- **WHAT TO DO**
Format the records below as a JSON list of strings, one string per line and blank lines left out. Cover only the lines from the one containing "written like (14,124)." through the end of the records, with both ends included.

- **MATERIAL FOR THIS TASK**
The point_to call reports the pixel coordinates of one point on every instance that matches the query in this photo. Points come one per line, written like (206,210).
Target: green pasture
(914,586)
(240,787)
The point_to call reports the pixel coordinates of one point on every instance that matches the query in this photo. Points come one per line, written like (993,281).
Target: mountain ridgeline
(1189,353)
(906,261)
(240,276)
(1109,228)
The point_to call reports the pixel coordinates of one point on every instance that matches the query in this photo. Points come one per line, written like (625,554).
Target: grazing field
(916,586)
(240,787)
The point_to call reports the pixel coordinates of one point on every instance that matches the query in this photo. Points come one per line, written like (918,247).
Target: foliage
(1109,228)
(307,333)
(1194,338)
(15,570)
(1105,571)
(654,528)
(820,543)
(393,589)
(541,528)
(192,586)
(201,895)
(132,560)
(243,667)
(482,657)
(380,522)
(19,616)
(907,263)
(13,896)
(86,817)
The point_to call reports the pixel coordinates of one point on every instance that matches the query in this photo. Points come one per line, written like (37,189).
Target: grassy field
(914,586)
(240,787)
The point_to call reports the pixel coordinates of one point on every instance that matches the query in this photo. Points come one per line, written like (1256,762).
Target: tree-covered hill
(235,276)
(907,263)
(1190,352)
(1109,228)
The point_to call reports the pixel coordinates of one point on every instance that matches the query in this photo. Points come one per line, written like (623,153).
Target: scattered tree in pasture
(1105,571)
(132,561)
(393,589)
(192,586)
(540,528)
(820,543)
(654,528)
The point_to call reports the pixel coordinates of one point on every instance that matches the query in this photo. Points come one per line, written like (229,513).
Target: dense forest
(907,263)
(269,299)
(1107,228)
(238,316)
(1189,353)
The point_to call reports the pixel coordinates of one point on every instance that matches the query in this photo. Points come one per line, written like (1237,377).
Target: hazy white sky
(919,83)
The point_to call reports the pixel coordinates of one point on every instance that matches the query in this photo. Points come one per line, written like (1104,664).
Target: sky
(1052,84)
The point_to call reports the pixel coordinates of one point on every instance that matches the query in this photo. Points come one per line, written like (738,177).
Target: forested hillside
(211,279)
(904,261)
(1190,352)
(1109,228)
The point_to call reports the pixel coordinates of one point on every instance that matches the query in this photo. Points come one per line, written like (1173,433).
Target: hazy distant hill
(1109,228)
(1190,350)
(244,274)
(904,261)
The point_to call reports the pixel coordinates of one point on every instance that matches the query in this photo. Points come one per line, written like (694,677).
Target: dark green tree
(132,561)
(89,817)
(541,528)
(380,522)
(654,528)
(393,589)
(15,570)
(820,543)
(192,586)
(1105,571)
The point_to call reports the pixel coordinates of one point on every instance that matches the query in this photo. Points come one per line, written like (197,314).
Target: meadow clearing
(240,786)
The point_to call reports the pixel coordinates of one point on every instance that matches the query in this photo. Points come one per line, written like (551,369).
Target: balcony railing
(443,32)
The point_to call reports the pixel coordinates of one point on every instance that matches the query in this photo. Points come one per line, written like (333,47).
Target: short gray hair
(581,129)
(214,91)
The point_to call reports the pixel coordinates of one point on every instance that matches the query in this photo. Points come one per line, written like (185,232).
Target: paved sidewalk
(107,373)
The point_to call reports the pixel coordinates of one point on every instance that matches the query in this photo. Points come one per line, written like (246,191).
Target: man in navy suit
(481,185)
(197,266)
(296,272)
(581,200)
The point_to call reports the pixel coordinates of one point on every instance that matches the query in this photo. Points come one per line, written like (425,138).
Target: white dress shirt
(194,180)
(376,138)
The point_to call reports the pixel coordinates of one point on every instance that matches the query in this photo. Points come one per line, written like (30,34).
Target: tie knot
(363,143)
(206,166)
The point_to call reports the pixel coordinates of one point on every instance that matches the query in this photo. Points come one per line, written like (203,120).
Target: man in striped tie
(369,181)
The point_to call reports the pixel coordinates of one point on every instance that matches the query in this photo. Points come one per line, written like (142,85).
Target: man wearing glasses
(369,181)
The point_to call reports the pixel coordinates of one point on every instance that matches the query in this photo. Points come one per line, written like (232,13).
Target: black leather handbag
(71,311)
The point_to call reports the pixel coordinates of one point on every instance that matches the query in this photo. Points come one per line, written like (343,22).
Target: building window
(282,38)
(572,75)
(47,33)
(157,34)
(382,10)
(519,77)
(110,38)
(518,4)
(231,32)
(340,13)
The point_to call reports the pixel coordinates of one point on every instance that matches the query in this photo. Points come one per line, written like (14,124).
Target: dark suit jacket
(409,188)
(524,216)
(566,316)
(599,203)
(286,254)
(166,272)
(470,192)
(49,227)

- **ANSWER TO THIS PROBLEM**
[
  "The point_to call reports the pixel coordinates of one point on every instance that matches the query in this photo. Points come one per line, written like (14,124).",
  "Target: dark suit jacket",
  "(409,188)",
  "(524,216)",
  "(566,316)",
  "(599,203)",
  "(286,254)",
  "(166,272)",
  "(470,192)",
  "(49,227)"
]